- PROBLEM REQUIREMENTS -
Pull out every line in the listing below that contains the word "Give".

- RECORDS SHOWN -
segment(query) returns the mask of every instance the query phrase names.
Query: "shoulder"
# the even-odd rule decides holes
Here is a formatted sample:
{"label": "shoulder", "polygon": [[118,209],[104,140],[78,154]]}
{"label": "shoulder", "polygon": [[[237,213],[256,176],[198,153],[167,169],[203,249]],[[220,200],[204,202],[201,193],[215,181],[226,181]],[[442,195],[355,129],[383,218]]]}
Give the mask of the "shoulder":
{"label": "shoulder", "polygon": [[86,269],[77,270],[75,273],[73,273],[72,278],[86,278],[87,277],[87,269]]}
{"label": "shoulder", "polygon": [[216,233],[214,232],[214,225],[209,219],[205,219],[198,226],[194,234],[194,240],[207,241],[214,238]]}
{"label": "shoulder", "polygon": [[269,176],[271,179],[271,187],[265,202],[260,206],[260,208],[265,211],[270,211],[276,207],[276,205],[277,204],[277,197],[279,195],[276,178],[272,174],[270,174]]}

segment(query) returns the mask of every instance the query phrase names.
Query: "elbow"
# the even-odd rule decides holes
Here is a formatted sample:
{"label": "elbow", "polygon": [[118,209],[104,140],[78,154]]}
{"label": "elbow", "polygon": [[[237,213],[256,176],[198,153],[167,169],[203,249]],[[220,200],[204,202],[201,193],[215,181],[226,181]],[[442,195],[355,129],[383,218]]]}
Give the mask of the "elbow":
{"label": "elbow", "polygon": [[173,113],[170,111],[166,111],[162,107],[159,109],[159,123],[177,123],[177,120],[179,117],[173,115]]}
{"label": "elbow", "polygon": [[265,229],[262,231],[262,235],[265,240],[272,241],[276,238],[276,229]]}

- IN RESPONSE -
Give the mask of the "shoulder":
Give the mask of the "elbow":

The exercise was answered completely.